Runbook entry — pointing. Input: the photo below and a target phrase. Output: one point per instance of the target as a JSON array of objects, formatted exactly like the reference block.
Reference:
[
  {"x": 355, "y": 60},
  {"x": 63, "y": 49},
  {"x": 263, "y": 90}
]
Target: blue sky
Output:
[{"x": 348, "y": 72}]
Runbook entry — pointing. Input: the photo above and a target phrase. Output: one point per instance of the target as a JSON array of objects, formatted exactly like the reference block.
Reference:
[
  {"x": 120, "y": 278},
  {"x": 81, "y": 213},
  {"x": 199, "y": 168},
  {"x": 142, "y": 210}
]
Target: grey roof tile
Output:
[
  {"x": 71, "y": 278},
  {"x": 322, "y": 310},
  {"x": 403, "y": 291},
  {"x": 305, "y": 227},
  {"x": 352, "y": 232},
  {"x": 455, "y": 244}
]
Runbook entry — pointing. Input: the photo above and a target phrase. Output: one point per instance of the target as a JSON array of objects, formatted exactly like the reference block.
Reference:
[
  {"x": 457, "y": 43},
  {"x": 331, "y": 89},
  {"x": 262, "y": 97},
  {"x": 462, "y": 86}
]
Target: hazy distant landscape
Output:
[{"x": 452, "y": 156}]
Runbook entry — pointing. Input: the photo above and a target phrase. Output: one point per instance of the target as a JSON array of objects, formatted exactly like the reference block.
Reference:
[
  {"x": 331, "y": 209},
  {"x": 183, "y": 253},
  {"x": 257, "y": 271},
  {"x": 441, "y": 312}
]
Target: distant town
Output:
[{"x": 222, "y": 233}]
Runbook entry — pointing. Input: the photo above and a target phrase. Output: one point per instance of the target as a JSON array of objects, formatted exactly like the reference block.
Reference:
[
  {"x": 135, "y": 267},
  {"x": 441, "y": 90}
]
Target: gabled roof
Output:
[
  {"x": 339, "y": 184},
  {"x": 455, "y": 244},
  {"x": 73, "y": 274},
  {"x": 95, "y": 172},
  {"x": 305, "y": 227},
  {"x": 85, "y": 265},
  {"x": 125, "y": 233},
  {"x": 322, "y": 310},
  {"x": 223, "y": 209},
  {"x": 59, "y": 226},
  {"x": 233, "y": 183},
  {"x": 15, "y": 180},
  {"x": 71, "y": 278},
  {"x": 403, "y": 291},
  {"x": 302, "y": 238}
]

--

→ Instructions to follow:
Nothing in the records above may be left out when you repeat them exactly.

→ Solution to this exercise:
Runbook entry — pointing. Input: the photo below and a target phrase. Output: one point per instance of the target as a JSON array of objects, formatted exactly like the reference block.
Reference:
[
  {"x": 355, "y": 60},
  {"x": 63, "y": 49},
  {"x": 263, "y": 90}
]
Target: blue sky
Output:
[{"x": 348, "y": 72}]
Runbook entry — pointing. Input: the photo above and a target phrase. Output: one point per instance of the target as a JSON array of objects, formatted exactly like the reference block.
Reference:
[
  {"x": 120, "y": 278},
  {"x": 81, "y": 213},
  {"x": 199, "y": 168},
  {"x": 142, "y": 210}
]
Target: grey roof tile
Output:
[
  {"x": 71, "y": 278},
  {"x": 322, "y": 310},
  {"x": 403, "y": 291},
  {"x": 305, "y": 227},
  {"x": 352, "y": 232},
  {"x": 455, "y": 244}
]
Runbook entry — pointing. Input: the photo above and a target phrase. Output: one point per instance of the target as a JSON array of objects, formatted exactly like the reference block.
Reference:
[
  {"x": 457, "y": 43},
  {"x": 331, "y": 89},
  {"x": 262, "y": 97},
  {"x": 462, "y": 86}
]
Target: hazy distant landscape
Output:
[{"x": 452, "y": 156}]
Runbook entry — pointing. Input: the photo above and a target phrase. Output: one point per instance of the target as a JSON array of objects, formatted exactly like the reference block.
Reference:
[
  {"x": 331, "y": 209},
  {"x": 183, "y": 253},
  {"x": 257, "y": 271},
  {"x": 441, "y": 312}
]
Target: distant town
Output:
[{"x": 222, "y": 233}]
Runbook entry — pointing. Input: the photo above and a target phrase. Output: one point per instance of the target as a JSON array of objects, formatted exactly like the reference block.
Reference:
[
  {"x": 135, "y": 267},
  {"x": 441, "y": 90}
]
Target: gabled roof
Output:
[
  {"x": 339, "y": 184},
  {"x": 455, "y": 244},
  {"x": 73, "y": 274},
  {"x": 95, "y": 172},
  {"x": 305, "y": 227},
  {"x": 85, "y": 265},
  {"x": 125, "y": 233},
  {"x": 322, "y": 310},
  {"x": 223, "y": 209},
  {"x": 59, "y": 226},
  {"x": 233, "y": 183},
  {"x": 15, "y": 180},
  {"x": 71, "y": 278},
  {"x": 403, "y": 291},
  {"x": 302, "y": 238}
]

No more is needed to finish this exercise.